WORK REQUIRED >>
Lay out the lines of the records below, from the one containing "trace the outline of every instance of the **decorative" through the one containing "136 191 L 136", inclusive, as a Markdown table with the columns Row and Line. Number each row and leave out blank lines.

SOURCE RECORDS >>
######
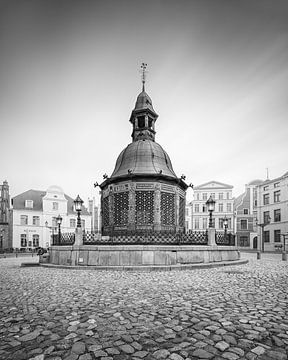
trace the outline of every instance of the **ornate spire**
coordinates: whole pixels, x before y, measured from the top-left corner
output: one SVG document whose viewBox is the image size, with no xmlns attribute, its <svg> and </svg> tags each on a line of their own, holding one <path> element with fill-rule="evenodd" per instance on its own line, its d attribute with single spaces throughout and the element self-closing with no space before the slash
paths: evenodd
<svg viewBox="0 0 288 360">
<path fill-rule="evenodd" d="M 146 82 L 146 72 L 147 72 L 147 70 L 146 70 L 146 68 L 147 68 L 147 64 L 145 64 L 145 63 L 142 63 L 142 65 L 141 65 L 141 72 L 142 72 L 142 91 L 145 91 L 145 82 Z"/>
</svg>

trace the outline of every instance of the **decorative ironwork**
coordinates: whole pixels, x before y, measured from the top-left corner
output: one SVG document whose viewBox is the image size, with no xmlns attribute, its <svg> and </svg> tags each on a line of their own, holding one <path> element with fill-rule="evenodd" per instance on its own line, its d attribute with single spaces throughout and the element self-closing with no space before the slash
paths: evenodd
<svg viewBox="0 0 288 360">
<path fill-rule="evenodd" d="M 102 219 L 103 225 L 109 226 L 110 216 L 109 216 L 109 196 L 102 198 Z"/>
<path fill-rule="evenodd" d="M 136 191 L 136 225 L 152 225 L 154 191 Z"/>
<path fill-rule="evenodd" d="M 232 233 L 225 233 L 224 231 L 216 231 L 216 245 L 235 246 L 235 235 Z"/>
<path fill-rule="evenodd" d="M 61 233 L 60 243 L 59 234 L 52 235 L 52 245 L 67 246 L 73 245 L 75 242 L 75 233 Z"/>
<path fill-rule="evenodd" d="M 161 224 L 175 225 L 175 194 L 161 192 Z"/>
<path fill-rule="evenodd" d="M 127 231 L 119 235 L 101 237 L 99 233 L 85 232 L 84 245 L 207 245 L 208 232 Z"/>
<path fill-rule="evenodd" d="M 127 225 L 129 209 L 129 192 L 114 194 L 114 225 Z"/>
</svg>

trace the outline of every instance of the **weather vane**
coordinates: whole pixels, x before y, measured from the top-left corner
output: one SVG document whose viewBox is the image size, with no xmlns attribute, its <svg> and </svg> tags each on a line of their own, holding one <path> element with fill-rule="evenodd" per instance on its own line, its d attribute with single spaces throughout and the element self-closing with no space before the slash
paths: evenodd
<svg viewBox="0 0 288 360">
<path fill-rule="evenodd" d="M 141 65 L 141 73 L 142 73 L 142 91 L 145 91 L 145 82 L 146 82 L 146 73 L 147 73 L 147 64 L 142 63 Z"/>
</svg>

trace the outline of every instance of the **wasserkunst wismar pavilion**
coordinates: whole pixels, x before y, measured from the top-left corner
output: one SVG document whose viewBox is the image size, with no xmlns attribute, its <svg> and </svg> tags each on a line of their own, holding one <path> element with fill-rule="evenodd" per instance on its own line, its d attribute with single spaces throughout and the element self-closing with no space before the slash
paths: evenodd
<svg viewBox="0 0 288 360">
<path fill-rule="evenodd" d="M 177 177 L 169 155 L 155 141 L 158 115 L 145 91 L 145 68 L 142 64 L 142 91 L 129 119 L 132 142 L 120 152 L 111 176 L 104 175 L 99 185 L 101 234 L 86 232 L 79 218 L 75 234 L 61 234 L 54 242 L 50 264 L 179 268 L 240 259 L 231 234 L 216 233 L 212 227 L 185 233 L 188 185 L 184 176 Z"/>
<path fill-rule="evenodd" d="M 100 185 L 103 235 L 184 231 L 188 186 L 176 176 L 169 155 L 155 141 L 157 118 L 143 81 L 130 116 L 132 142 Z"/>
</svg>

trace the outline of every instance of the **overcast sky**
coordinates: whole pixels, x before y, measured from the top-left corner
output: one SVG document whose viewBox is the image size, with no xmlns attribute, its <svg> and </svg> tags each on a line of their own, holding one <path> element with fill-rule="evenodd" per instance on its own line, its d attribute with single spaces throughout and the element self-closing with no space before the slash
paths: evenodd
<svg viewBox="0 0 288 360">
<path fill-rule="evenodd" d="M 283 175 L 287 19 L 287 0 L 0 1 L 0 183 L 98 194 L 131 142 L 142 62 L 178 176 L 237 196 Z"/>
</svg>

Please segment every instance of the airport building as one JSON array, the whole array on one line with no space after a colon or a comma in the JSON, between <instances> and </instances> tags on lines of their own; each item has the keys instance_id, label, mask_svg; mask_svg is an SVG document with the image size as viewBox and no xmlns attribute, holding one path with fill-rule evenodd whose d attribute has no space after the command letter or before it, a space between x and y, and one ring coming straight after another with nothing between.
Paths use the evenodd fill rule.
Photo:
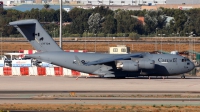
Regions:
<instances>
[{"instance_id":1,"label":"airport building","mask_svg":"<svg viewBox=\"0 0 200 112\"><path fill-rule=\"evenodd\" d=\"M199 4L200 0L166 0L166 4Z\"/></svg>"}]
</instances>

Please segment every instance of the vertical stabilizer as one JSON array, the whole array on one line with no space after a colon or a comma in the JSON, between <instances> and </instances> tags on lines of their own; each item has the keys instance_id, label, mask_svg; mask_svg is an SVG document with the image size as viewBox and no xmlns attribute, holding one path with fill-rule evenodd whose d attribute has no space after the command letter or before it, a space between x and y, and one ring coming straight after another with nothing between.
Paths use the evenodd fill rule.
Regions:
<instances>
[{"instance_id":1,"label":"vertical stabilizer","mask_svg":"<svg viewBox=\"0 0 200 112\"><path fill-rule=\"evenodd\" d=\"M35 19L10 22L38 51L61 51L61 48Z\"/></svg>"}]
</instances>

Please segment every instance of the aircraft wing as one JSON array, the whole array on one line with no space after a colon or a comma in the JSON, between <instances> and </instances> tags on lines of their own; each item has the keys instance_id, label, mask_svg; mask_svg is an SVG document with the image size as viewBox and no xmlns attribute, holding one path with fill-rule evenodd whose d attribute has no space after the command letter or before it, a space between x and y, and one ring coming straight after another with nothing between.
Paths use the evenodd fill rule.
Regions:
<instances>
[{"instance_id":1,"label":"aircraft wing","mask_svg":"<svg viewBox=\"0 0 200 112\"><path fill-rule=\"evenodd\" d=\"M87 62L84 65L89 66L89 65L97 65L97 64L103 64L103 63L108 63L116 60L125 60L129 58L136 58L136 57L141 57L142 53L135 53L135 54L129 54L129 55L116 55L108 58L102 58L96 61L91 61Z\"/></svg>"}]
</instances>

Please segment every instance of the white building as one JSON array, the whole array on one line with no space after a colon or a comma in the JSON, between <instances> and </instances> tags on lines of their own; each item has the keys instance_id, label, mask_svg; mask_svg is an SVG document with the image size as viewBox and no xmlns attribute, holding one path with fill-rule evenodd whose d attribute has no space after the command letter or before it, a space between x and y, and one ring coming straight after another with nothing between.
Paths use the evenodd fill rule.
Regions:
<instances>
[{"instance_id":1,"label":"white building","mask_svg":"<svg viewBox=\"0 0 200 112\"><path fill-rule=\"evenodd\" d=\"M74 0L68 0L74 1ZM155 5L166 4L166 0L76 0L84 5Z\"/></svg>"}]
</instances>

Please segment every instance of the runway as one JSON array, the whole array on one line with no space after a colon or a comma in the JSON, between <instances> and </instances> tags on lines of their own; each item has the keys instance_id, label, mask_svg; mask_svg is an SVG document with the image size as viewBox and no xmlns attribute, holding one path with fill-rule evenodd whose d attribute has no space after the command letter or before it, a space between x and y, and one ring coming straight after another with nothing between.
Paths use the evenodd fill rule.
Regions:
<instances>
[{"instance_id":1,"label":"runway","mask_svg":"<svg viewBox=\"0 0 200 112\"><path fill-rule=\"evenodd\" d=\"M200 77L69 78L51 76L1 76L0 91L200 91Z\"/></svg>"},{"instance_id":2,"label":"runway","mask_svg":"<svg viewBox=\"0 0 200 112\"><path fill-rule=\"evenodd\" d=\"M0 77L0 104L200 105L200 78Z\"/></svg>"}]
</instances>

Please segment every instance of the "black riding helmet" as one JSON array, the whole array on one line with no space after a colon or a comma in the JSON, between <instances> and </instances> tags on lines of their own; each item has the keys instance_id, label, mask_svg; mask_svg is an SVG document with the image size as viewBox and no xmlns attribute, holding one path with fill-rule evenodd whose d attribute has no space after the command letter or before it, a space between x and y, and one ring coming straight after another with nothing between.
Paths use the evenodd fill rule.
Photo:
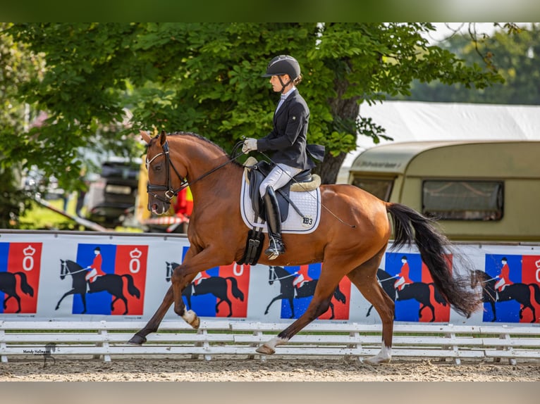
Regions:
<instances>
[{"instance_id":1,"label":"black riding helmet","mask_svg":"<svg viewBox=\"0 0 540 404\"><path fill-rule=\"evenodd\" d=\"M274 58L268 64L266 72L262 75L262 77L269 77L283 75L288 75L293 81L300 75L300 65L293 56L280 55Z\"/></svg>"},{"instance_id":2,"label":"black riding helmet","mask_svg":"<svg viewBox=\"0 0 540 404\"><path fill-rule=\"evenodd\" d=\"M288 75L290 80L284 83L281 81L283 75ZM290 82L294 82L300 76L300 65L298 61L293 56L288 55L280 55L276 56L268 64L266 72L262 75L263 77L269 77L271 76L278 76L279 82L281 83L281 92L283 91Z\"/></svg>"}]
</instances>

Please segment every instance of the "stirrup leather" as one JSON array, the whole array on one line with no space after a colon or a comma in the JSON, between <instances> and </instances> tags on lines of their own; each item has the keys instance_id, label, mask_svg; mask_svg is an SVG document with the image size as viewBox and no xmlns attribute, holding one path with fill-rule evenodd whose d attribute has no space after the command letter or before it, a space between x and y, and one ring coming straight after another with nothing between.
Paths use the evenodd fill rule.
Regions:
<instances>
[{"instance_id":1,"label":"stirrup leather","mask_svg":"<svg viewBox=\"0 0 540 404\"><path fill-rule=\"evenodd\" d=\"M269 256L269 260L275 260L280 254L285 253L285 246L281 241L281 215L274 188L266 188L263 201L266 213L269 238L269 246L264 253Z\"/></svg>"}]
</instances>

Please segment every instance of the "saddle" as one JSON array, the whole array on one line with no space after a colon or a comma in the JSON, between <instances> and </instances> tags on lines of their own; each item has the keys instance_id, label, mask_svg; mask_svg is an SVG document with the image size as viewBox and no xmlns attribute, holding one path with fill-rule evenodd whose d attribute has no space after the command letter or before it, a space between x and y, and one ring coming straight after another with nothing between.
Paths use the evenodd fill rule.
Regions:
<instances>
[{"instance_id":1,"label":"saddle","mask_svg":"<svg viewBox=\"0 0 540 404\"><path fill-rule=\"evenodd\" d=\"M264 205L259 191L261 183L272 170L272 165L267 161L259 161L252 158L245 163L246 166L246 181L250 184L250 198L255 215L262 220L266 221ZM295 175L284 187L276 190L279 211L281 214L281 222L287 220L289 213L289 206L292 206L299 215L302 213L295 206L290 200L290 191L312 191L321 184L321 179L317 175L312 175L311 170L305 170Z\"/></svg>"},{"instance_id":2,"label":"saddle","mask_svg":"<svg viewBox=\"0 0 540 404\"><path fill-rule=\"evenodd\" d=\"M249 194L251 205L254 215L254 222L260 218L264 223L266 222L266 211L261 198L259 188L261 182L270 173L272 166L266 161L257 163L254 158L249 158L244 163L245 166L245 182L249 185ZM300 216L303 216L300 209L295 205L289 197L291 191L313 191L321 184L321 178L317 175L312 175L310 170L304 170L295 175L285 186L277 190L276 194L279 204L281 222L284 222L289 213L289 206L293 207ZM262 243L264 239L263 227L259 224L254 225L247 233L245 249L243 257L237 262L238 265L249 264L254 265L259 260L262 251Z\"/></svg>"}]
</instances>

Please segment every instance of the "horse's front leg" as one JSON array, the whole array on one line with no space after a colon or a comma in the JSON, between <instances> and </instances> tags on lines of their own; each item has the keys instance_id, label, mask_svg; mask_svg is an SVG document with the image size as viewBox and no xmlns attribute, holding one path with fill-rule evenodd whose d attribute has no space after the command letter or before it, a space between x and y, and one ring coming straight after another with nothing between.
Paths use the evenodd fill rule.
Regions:
<instances>
[{"instance_id":1,"label":"horse's front leg","mask_svg":"<svg viewBox=\"0 0 540 404\"><path fill-rule=\"evenodd\" d=\"M200 320L195 312L192 310L185 310L185 305L182 298L183 291L191 284L199 272L219 265L229 265L233 260L233 256L226 257L215 248L206 248L198 253L186 255L184 262L174 269L171 277L173 284L174 313L193 328L199 328Z\"/></svg>"},{"instance_id":2,"label":"horse's front leg","mask_svg":"<svg viewBox=\"0 0 540 404\"><path fill-rule=\"evenodd\" d=\"M174 301L174 299L173 298L173 286L171 286L165 293L165 297L163 298L161 304L159 305L159 307L156 310L156 313L154 313L154 315L152 316L152 318L148 321L142 329L138 331L131 337L131 339L130 339L128 343L135 345L142 345L146 342L147 336L152 332L156 332L157 331L163 317L165 317L167 310L168 310L168 308L173 304L173 301Z\"/></svg>"}]
</instances>

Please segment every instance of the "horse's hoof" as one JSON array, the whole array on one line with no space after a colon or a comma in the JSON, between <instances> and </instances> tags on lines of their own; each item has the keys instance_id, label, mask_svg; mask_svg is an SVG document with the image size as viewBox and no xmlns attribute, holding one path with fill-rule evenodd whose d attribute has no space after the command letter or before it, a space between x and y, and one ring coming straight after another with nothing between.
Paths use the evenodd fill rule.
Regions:
<instances>
[{"instance_id":1,"label":"horse's hoof","mask_svg":"<svg viewBox=\"0 0 540 404\"><path fill-rule=\"evenodd\" d=\"M262 353L263 355L273 355L276 353L276 350L270 348L266 343L262 345L255 351L259 353Z\"/></svg>"},{"instance_id":2,"label":"horse's hoof","mask_svg":"<svg viewBox=\"0 0 540 404\"><path fill-rule=\"evenodd\" d=\"M182 318L184 319L185 322L189 324L195 329L198 329L199 326L201 324L201 320L199 319L197 313L192 310L188 310L188 311L184 312Z\"/></svg>"},{"instance_id":3,"label":"horse's hoof","mask_svg":"<svg viewBox=\"0 0 540 404\"><path fill-rule=\"evenodd\" d=\"M128 343L130 343L131 345L142 345L146 342L146 338L144 336L141 336L140 335L135 334L133 336L131 337L131 339L130 339L128 341Z\"/></svg>"}]
</instances>

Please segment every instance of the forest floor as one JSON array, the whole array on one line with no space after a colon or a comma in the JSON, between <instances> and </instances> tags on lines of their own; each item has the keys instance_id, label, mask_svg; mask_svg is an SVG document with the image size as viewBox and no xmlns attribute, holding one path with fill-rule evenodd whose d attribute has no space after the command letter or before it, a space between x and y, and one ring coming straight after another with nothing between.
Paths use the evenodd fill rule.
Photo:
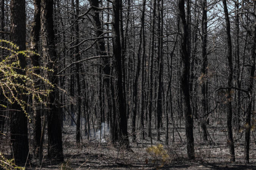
######
RESULT OF THE TASK >>
| Row | Line |
|---|---|
| 1 | trace the outline of every instance of the **decorative ironwork** |
| 2 | coordinates: whole pixels, x before y, measured from the top-left corner |
| 3 | output: one SVG document whose viewBox is the image size, with no xmlns attribute, its <svg> and </svg> tags each on a line of their own, holding one <path> element with fill-rule="evenodd" per instance on its own line, its d attribute with single spaces throughout and the element self-closing with no space before the slash |
| 4 | paths: evenodd |
| 5 | <svg viewBox="0 0 288 360"> |
| 6 | <path fill-rule="evenodd" d="M 102 219 L 103 225 L 109 226 L 110 216 L 109 216 L 109 196 L 102 198 Z"/> |
| 7 | <path fill-rule="evenodd" d="M 136 191 L 136 225 L 152 225 L 154 191 Z"/> |